● **Activity**
In the data below, the answer is the run of lines from the line containing "Locate every instance of the tree in" through the line containing "Locate every instance of the residential", both included; print it exactly and nothing else.

++++++++++++++++++++

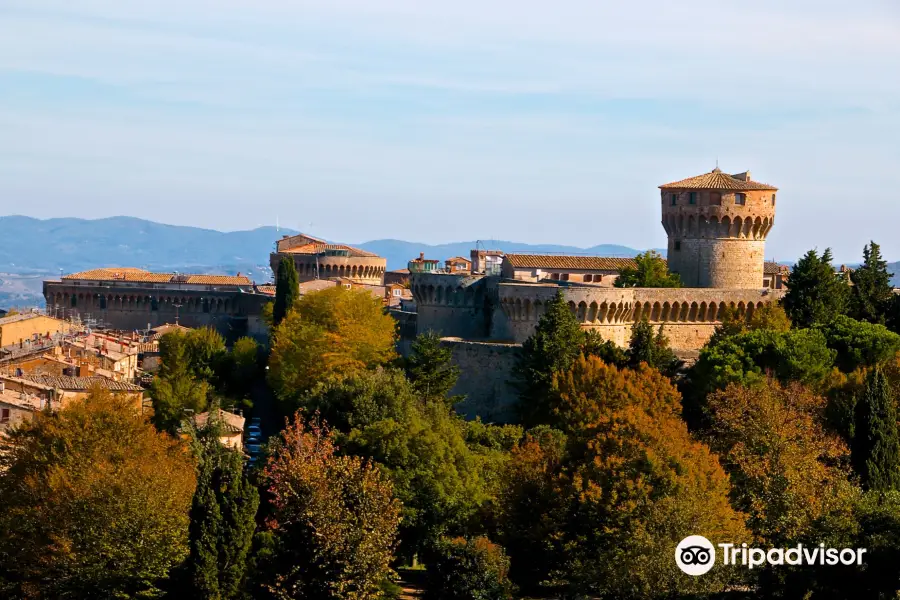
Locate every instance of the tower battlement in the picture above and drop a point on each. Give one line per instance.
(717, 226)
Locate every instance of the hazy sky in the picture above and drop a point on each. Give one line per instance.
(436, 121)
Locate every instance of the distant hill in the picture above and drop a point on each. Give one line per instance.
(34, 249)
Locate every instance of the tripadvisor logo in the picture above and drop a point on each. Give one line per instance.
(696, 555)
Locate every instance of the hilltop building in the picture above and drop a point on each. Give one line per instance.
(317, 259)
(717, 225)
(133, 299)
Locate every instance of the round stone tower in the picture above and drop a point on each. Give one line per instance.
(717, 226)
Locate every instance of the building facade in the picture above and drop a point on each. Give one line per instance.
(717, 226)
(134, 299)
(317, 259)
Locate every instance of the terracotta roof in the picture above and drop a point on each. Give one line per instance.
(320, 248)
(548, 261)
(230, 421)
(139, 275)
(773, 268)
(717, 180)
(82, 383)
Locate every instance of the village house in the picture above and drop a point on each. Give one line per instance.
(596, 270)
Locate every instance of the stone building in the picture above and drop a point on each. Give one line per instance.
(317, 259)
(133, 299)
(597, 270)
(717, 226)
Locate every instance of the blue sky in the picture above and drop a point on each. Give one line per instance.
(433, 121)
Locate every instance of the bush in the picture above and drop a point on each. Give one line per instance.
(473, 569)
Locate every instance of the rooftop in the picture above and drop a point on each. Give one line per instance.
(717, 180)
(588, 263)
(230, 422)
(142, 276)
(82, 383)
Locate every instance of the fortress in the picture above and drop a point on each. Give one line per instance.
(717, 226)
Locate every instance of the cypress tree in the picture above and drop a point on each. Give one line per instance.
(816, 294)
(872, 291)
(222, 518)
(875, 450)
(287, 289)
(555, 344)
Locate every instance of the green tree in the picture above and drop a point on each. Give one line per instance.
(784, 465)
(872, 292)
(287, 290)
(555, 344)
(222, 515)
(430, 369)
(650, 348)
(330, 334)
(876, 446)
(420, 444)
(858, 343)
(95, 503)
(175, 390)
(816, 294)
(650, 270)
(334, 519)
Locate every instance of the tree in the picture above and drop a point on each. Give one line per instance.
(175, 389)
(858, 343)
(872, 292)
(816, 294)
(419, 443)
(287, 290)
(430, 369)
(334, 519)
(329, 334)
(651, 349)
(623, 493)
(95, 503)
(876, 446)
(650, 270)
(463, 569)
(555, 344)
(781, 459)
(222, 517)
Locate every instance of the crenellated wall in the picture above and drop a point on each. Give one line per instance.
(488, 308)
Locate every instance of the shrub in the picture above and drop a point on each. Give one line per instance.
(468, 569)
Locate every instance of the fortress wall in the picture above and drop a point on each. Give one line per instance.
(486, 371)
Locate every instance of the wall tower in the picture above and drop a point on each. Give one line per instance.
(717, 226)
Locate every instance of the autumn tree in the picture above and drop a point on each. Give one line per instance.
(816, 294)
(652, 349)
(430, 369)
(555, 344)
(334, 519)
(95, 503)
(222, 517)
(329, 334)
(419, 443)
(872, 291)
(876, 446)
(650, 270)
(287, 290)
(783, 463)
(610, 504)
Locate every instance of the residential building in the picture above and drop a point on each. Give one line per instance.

++++++++++++++++++++

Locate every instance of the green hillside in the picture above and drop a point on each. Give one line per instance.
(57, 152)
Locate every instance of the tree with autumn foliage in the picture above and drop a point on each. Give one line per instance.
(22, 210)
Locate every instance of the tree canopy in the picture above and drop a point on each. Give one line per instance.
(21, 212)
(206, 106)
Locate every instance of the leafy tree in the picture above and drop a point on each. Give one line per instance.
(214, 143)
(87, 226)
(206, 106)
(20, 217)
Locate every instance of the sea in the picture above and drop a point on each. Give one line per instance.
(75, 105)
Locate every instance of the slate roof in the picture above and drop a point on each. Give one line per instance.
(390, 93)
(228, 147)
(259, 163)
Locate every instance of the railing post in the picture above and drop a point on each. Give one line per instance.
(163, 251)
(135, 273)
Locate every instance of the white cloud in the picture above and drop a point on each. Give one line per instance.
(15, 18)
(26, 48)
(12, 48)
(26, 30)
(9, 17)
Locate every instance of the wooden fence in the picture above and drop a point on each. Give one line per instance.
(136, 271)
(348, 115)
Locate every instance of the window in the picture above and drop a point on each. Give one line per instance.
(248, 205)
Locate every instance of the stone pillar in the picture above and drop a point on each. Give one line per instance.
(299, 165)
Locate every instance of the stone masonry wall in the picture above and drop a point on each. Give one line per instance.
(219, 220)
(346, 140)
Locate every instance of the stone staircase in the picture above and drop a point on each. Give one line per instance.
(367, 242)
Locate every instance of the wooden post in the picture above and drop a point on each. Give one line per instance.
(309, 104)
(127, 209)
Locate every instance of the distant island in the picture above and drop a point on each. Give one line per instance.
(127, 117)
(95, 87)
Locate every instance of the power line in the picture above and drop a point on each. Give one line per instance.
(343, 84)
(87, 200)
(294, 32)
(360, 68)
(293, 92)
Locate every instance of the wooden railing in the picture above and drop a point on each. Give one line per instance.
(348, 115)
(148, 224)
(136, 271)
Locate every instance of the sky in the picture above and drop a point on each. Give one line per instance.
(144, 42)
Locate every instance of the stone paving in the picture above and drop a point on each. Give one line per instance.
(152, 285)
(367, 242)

++++++++++++++++++++

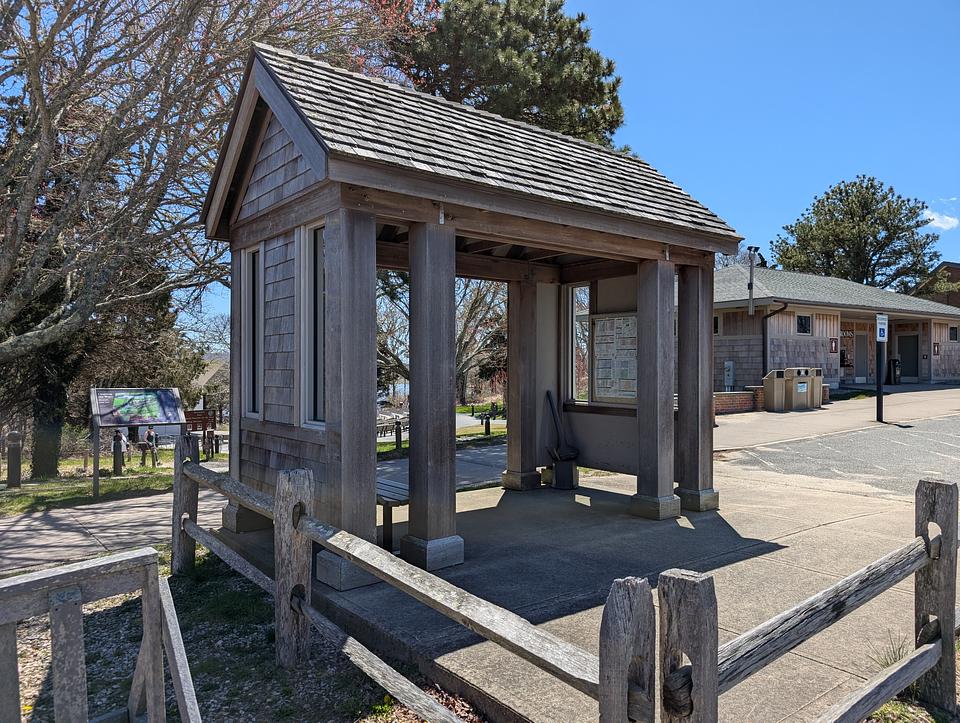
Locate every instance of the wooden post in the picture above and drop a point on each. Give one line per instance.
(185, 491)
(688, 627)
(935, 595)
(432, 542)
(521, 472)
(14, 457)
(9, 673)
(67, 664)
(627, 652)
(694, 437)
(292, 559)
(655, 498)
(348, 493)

++++++++++++++++++++

● **Written answer**
Locate every instance of the tree in the picture above and drop a point on each. Give one line per instance.
(175, 389)
(858, 343)
(872, 292)
(816, 294)
(419, 443)
(287, 290)
(430, 369)
(334, 519)
(329, 334)
(651, 349)
(623, 493)
(95, 503)
(876, 446)
(650, 270)
(463, 569)
(555, 344)
(781, 459)
(222, 517)
Locate every instance of the crenellated wall in the picture above and drop a point on each. Give one line per instance.
(488, 308)
Locate every instance of the shrub in the picture above and drop a point on each. Give one line per instance.
(468, 569)
Locate every instance of the fortress wall in the picture above and drop a point on each. Give one line per instance.
(486, 371)
Locate every instance of the wall tower in the picture above and drop a point on each. Give one line per instance.
(717, 226)
Locate every instance of the autumn tree in the picture above and drop a point on each. Give one line per instance.
(816, 294)
(652, 349)
(430, 369)
(555, 344)
(334, 519)
(95, 503)
(222, 517)
(329, 334)
(419, 443)
(872, 291)
(876, 446)
(650, 270)
(287, 290)
(783, 463)
(610, 504)
Locate every instance of the residential building in the picture above and drop a point on each. Give one line per instance.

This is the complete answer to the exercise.